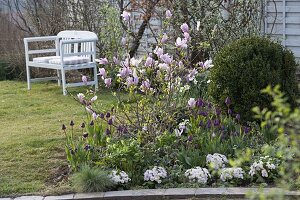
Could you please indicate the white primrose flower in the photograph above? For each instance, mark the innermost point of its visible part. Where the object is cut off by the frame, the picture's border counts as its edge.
(119, 177)
(94, 98)
(208, 64)
(230, 173)
(264, 173)
(192, 103)
(270, 165)
(178, 132)
(184, 88)
(155, 174)
(80, 96)
(216, 161)
(197, 174)
(263, 166)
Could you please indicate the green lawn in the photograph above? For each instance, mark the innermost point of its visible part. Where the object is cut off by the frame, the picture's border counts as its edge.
(31, 140)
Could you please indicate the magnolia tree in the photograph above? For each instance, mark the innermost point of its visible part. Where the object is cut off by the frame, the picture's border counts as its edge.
(158, 85)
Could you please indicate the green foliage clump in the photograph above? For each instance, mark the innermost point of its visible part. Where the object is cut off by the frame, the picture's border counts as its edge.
(284, 121)
(245, 67)
(90, 179)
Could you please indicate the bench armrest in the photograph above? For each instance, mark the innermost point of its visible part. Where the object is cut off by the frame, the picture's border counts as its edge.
(40, 39)
(65, 44)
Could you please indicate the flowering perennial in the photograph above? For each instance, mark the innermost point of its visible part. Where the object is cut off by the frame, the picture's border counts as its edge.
(230, 173)
(216, 161)
(197, 174)
(119, 177)
(155, 174)
(263, 166)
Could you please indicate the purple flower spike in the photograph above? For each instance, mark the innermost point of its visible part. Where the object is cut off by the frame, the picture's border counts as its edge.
(101, 115)
(87, 147)
(218, 111)
(203, 113)
(164, 38)
(107, 132)
(168, 14)
(238, 117)
(227, 101)
(229, 111)
(217, 122)
(92, 123)
(246, 129)
(199, 103)
(201, 123)
(208, 124)
(185, 28)
(85, 135)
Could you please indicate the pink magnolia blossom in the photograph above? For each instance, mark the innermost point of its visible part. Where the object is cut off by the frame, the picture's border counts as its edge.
(208, 64)
(145, 85)
(102, 61)
(185, 28)
(158, 51)
(94, 116)
(181, 43)
(125, 15)
(94, 98)
(168, 14)
(192, 74)
(164, 38)
(125, 63)
(107, 82)
(124, 72)
(87, 108)
(166, 58)
(132, 81)
(116, 61)
(178, 132)
(192, 103)
(180, 64)
(149, 61)
(135, 62)
(84, 79)
(123, 41)
(102, 72)
(80, 97)
(164, 66)
(186, 36)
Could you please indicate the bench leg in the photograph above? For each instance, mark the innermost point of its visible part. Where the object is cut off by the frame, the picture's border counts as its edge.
(95, 78)
(28, 77)
(58, 78)
(63, 77)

┄┄┄┄┄┄┄┄┄┄┄┄┄┄┄┄┄┄┄┄

• _Exercise_: Your answer must be an exact copy of the records, without the pictures.

• _Task answer_:
Could you please indicate the white primrose flower in the photograph above? For each instance, mark the innermost point of its visible part. Where the object is cut off by the frame, the picture's border counts as its edge.
(119, 177)
(94, 98)
(208, 64)
(230, 173)
(264, 173)
(192, 103)
(270, 165)
(178, 132)
(184, 88)
(155, 174)
(80, 96)
(216, 161)
(197, 174)
(263, 166)
Could you please indicate the green lawn in the photograph above? For each instance, mark the innermost point of its visible part. Where the object is cut off by the frame, the picture's border counts as its edge.
(31, 140)
Could you please indicate the magnolia tree in the photograph above? For each instance, mark the innermost point of its visible part. Where the object is cut off by the frame, the picture's border counts as its edge.
(158, 85)
Could you please indicate the green foliage clump in the photograph above? For each instance, mark the innermost point of its visible part. Where the object is cut off by the frame, the picture's border counts as its edge.
(284, 121)
(245, 67)
(90, 179)
Could you please indicate the bench armrest in the photograph above? For each instance, mark the innermost point of its visible part. Where the object is cut off by the frame, the picture's border counts as its edge.
(40, 39)
(65, 44)
Could you please indicate the flowering perennial in the photograph above? For each instance, mark the innermost point of its visible part. Where the object is cut off by the frame, the picture's border counts as its edge.
(230, 173)
(216, 161)
(197, 174)
(119, 177)
(155, 174)
(263, 166)
Could you please indicate the purple flower spike in the photograph above? For each instance, mark the innermost point of its visible part. Where the object is cut off by the frame, the picture's border counts as its edge.
(101, 115)
(87, 147)
(218, 111)
(203, 113)
(164, 38)
(107, 132)
(168, 14)
(238, 117)
(227, 101)
(229, 111)
(217, 122)
(92, 123)
(246, 129)
(199, 103)
(201, 123)
(208, 124)
(185, 28)
(85, 135)
Could you please indicate the pink magnolia blossom in the photograph above? For each instance, mark the innermost point of its visible part. Where the object is cut off by the frame, the picture's border counts as its edge.
(208, 64)
(145, 85)
(102, 61)
(185, 28)
(158, 51)
(94, 116)
(181, 43)
(125, 15)
(94, 98)
(168, 14)
(192, 74)
(164, 38)
(125, 63)
(107, 82)
(124, 72)
(87, 108)
(166, 58)
(132, 81)
(116, 61)
(178, 132)
(192, 103)
(180, 64)
(149, 61)
(135, 62)
(84, 79)
(123, 41)
(102, 72)
(80, 97)
(164, 66)
(186, 36)
Could you please indicate the bench leg in the photograph above? For each instance, mark the innermost point of its visible part. Where the object is cut off by the frame, the picture's border counts as its edge.
(95, 78)
(28, 77)
(58, 78)
(63, 77)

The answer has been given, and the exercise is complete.